:: Data shown
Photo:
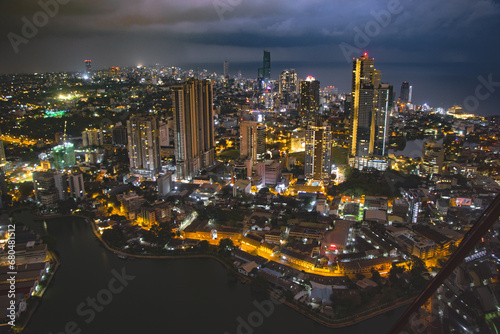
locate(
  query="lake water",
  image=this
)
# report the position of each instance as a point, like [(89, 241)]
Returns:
[(165, 296)]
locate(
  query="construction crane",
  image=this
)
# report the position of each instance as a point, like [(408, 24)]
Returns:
[(64, 136)]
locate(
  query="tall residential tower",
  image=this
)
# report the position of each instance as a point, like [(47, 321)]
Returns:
[(194, 127), (371, 105), (144, 145)]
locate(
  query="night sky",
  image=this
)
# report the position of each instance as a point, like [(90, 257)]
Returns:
[(440, 47)]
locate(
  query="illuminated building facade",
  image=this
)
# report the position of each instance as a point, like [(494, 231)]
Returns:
[(318, 160), (144, 146), (92, 137), (252, 141), (406, 92), (264, 73), (226, 69), (309, 97), (433, 157), (76, 186), (64, 156), (194, 127), (288, 83), (371, 105)]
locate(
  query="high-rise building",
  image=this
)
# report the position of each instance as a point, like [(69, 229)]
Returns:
[(88, 67), (164, 183), (76, 186), (385, 105), (226, 69), (119, 135), (61, 184), (406, 92), (309, 97), (252, 141), (194, 142), (144, 145), (164, 137), (264, 73), (371, 105), (3, 159), (288, 83), (261, 142), (433, 157), (50, 188), (318, 160), (92, 137), (64, 156)]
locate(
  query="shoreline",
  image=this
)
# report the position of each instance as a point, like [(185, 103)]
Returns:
[(354, 319)]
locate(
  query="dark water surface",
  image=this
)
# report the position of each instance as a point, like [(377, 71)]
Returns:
[(166, 296)]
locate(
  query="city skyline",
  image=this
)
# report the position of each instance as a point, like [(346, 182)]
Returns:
[(440, 48)]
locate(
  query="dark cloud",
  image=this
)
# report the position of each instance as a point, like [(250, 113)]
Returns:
[(423, 35)]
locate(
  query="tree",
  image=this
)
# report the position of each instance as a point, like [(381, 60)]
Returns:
[(204, 245), (375, 276), (226, 246)]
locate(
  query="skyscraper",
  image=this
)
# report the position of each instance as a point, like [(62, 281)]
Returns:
[(405, 94), (226, 69), (264, 73), (371, 104), (252, 141), (3, 159), (76, 186), (92, 137), (144, 145), (309, 97), (119, 134), (64, 155), (385, 104), (287, 83), (194, 127), (88, 67), (318, 161)]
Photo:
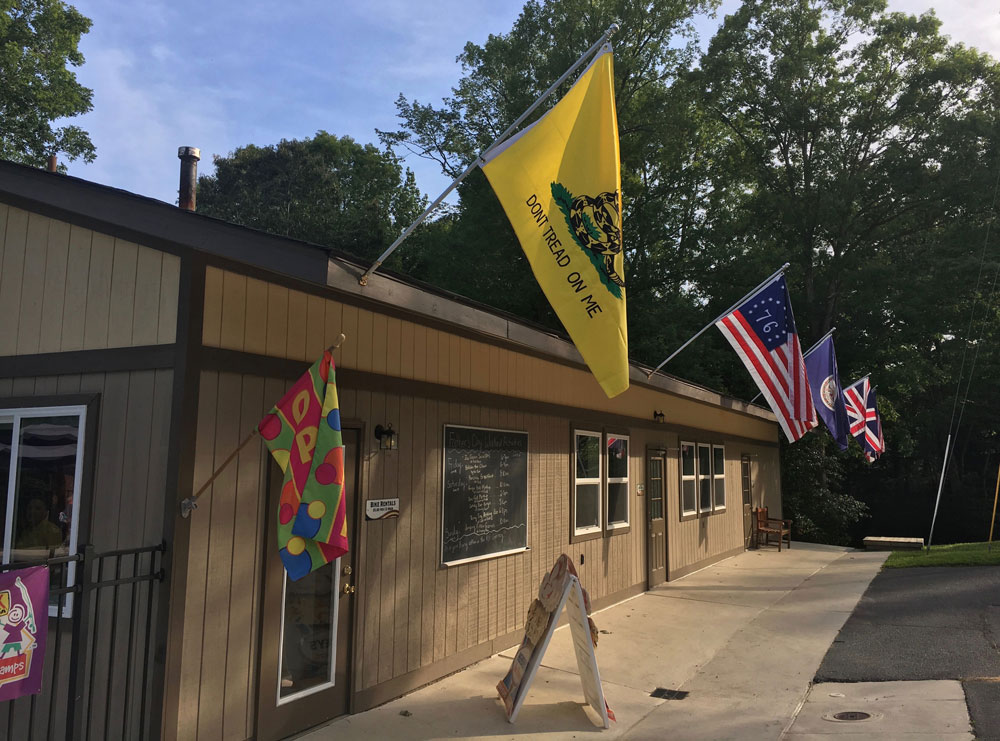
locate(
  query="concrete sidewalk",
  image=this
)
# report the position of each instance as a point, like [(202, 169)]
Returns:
[(743, 638)]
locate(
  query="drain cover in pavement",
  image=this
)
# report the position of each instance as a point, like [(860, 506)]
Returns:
[(665, 694), (851, 715)]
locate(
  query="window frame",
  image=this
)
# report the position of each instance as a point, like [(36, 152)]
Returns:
[(687, 514), (603, 529), (626, 524), (716, 507), (591, 531), (87, 406), (17, 414), (703, 510)]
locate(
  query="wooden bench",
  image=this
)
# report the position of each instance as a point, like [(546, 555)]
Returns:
[(768, 526)]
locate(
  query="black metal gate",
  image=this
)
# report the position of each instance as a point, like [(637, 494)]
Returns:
[(98, 677)]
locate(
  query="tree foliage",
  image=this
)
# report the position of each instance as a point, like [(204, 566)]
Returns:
[(38, 45), (856, 144), (503, 77), (329, 190), (860, 146)]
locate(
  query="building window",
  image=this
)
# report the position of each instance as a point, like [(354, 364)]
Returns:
[(745, 476), (718, 477), (689, 483), (41, 467), (703, 478), (587, 484), (601, 497), (618, 510)]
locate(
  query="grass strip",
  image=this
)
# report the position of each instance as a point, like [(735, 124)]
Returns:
[(956, 554)]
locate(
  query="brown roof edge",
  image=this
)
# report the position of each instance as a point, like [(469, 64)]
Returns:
[(164, 226), (342, 275)]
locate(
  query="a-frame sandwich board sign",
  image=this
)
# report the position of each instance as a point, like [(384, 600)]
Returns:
[(586, 659)]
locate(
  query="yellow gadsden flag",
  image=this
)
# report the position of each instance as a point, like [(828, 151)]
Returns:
[(559, 180)]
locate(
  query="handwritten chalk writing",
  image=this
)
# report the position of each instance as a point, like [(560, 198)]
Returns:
[(484, 493)]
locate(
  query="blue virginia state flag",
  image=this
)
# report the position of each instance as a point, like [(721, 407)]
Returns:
[(821, 365)]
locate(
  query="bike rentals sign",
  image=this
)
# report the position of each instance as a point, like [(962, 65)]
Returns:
[(24, 599)]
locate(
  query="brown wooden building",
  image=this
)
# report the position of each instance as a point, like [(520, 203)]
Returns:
[(176, 332)]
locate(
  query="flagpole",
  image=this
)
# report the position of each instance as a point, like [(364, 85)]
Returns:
[(944, 466), (190, 504), (612, 29), (701, 331), (805, 355), (993, 519)]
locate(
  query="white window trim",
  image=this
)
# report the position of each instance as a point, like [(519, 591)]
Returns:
::::
▶ [Request]: Copy out the entire listing above word for word, without the pictures.

▶ [Exercise response]:
Photo:
locate(
  query="lake water",
  image=this
)
# report the position of each instance as a point, like [(89, 241)]
Returns:
[(165, 296)]
locate(
  query="construction crane",
  image=this
)
# report the position of each instance as a point, like [(408, 24)]
Returns:
[(64, 136)]
locate(
  query="tall residential tower",
  image=this
)
# report the position of each instance as a point, like [(47, 321)]
Returns:
[(194, 127), (371, 105), (144, 145)]
locate(
  query="night sky",
  image=this
)
# report the position of each instance as a point, like [(90, 257)]
Returns:
[(440, 47)]
locate(
  query="illuminated building facade",
  image=this
)
# report the position of each instance as a point, like [(494, 231)]
Returns:
[(318, 160), (144, 146), (92, 137), (252, 141), (406, 92), (264, 73), (226, 69), (309, 97), (433, 157), (76, 186), (64, 156), (194, 127), (288, 83), (371, 105)]
locate(
  query="high-rise building",
  image=this
)
# report the position of each instance as a point, like [(69, 229)]
Returns:
[(88, 67), (164, 183), (76, 186), (385, 105), (226, 69), (119, 135), (61, 184), (406, 92), (309, 97), (252, 141), (194, 142), (144, 145), (164, 137), (264, 73), (371, 105), (3, 159), (288, 83), (261, 142), (433, 157), (50, 188), (318, 160), (92, 137), (64, 156)]
locate(
  query="shoreline",
  image=this
)
# report the position of each instance as a point, like [(185, 103)]
Returns:
[(354, 319)]
locate(
  query="dark water surface",
  image=this
)
# report the position of each instance as a point, like [(377, 71)]
Returns:
[(166, 296)]
locate(
  query="city skyline",
  image=this
)
# report the position of each instance as a point, like [(346, 182)]
Returns:
[(440, 48)]
locate(
  query="dark cloud",
  image=this
)
# report the position of each instance as a point, like [(250, 113)]
Returns:
[(423, 35)]
locate(
  query="tree",
  image=this
)
# report the position of each instance as a point, like [(381, 60)]
Returns:
[(204, 245), (375, 276), (226, 246)]
locate(
  query="skyscraper",
  image=this
)
# report the position of each instance as a point, like [(62, 281)]
Returns:
[(405, 94), (226, 69), (264, 73), (371, 104), (252, 141), (3, 159), (76, 186), (92, 137), (144, 145), (309, 97), (119, 134), (64, 155), (385, 104), (287, 83), (194, 127), (88, 67), (318, 161)]
Photo:
locate(
  query="concrete sidewalk",
  image=this
)
# report the position of each instance as a point, like [(202, 169)]
Returns:
[(743, 638)]
locate(
  query="drain cover in pavement",
  image=this
)
# report the position of each instance as a point, like [(860, 506)]
Returns:
[(665, 694), (851, 715)]
locate(
  query="window frame",
  image=this
)
# report the position of each instance as a point, like [(36, 152)]
Returns:
[(687, 514), (603, 529), (626, 524), (716, 507), (591, 531), (87, 406), (17, 414), (703, 510)]
locate(
  query="wooden bench",
  image=this
)
# report the position of each instance as a point, like [(546, 555)]
Returns:
[(768, 526)]
locate(
  query="black metal gate",
  image=this
)
# report the position of each instance as a point, like [(637, 494)]
Returns:
[(98, 677)]
locate(
  query="tree foliage",
  image=this
)
# report the position of each instance as a point, like [(204, 566)]
Returns:
[(38, 45), (856, 144), (503, 77), (329, 190), (860, 146)]
locate(
  query="building window",
  image=this
)
# report the position of each instance as a point, like [(354, 364)]
Returns:
[(745, 476), (718, 477), (689, 483), (41, 467), (703, 478), (587, 484), (601, 497), (618, 510)]
locate(
  query="grass strip",
  image=this
)
# report the position of each instance as a point, like [(735, 124)]
Returns:
[(956, 554)]
locate(
  query="brown roof edge",
  image=this
)
# report the position of each instance as a point, like [(469, 64)]
Returns:
[(164, 226), (342, 275)]
locate(
  query="a-frame sandwich board sign",
  image=this
)
# report the position of each instance as a point, like [(384, 600)]
Returns:
[(586, 659)]
locate(
  query="yellow gadsden flag",
  image=this
)
# report the position of each instance as a point, like [(828, 151)]
Returns:
[(559, 180)]
locate(
  query="handwritten chalk writing",
  image=this
)
# report the position of each instance as a point, like [(560, 198)]
Returns:
[(484, 493)]
locate(
  query="blue virginia state flag",
  image=this
)
# report the position of each instance as a point, like [(721, 407)]
Returns:
[(821, 365)]
locate(
  query="bike rentals sign",
  image=this
)
# report the position of each instance as a point, like [(962, 65)]
Returns:
[(24, 599)]
locate(
  query="brown wooden building",
  image=this
)
# report the position of each instance as a point, like [(520, 203)]
Returns:
[(176, 332)]
locate(
  query="flagpole",
  image=this
)
# report the position of each instance as a point, like [(364, 85)]
Returns:
[(944, 466), (190, 504), (612, 29), (701, 331), (805, 355), (993, 519)]
locate(
  query="white window trim",
  image=this
)
# report the position of each instance as a point, like [(519, 591)]
Returns:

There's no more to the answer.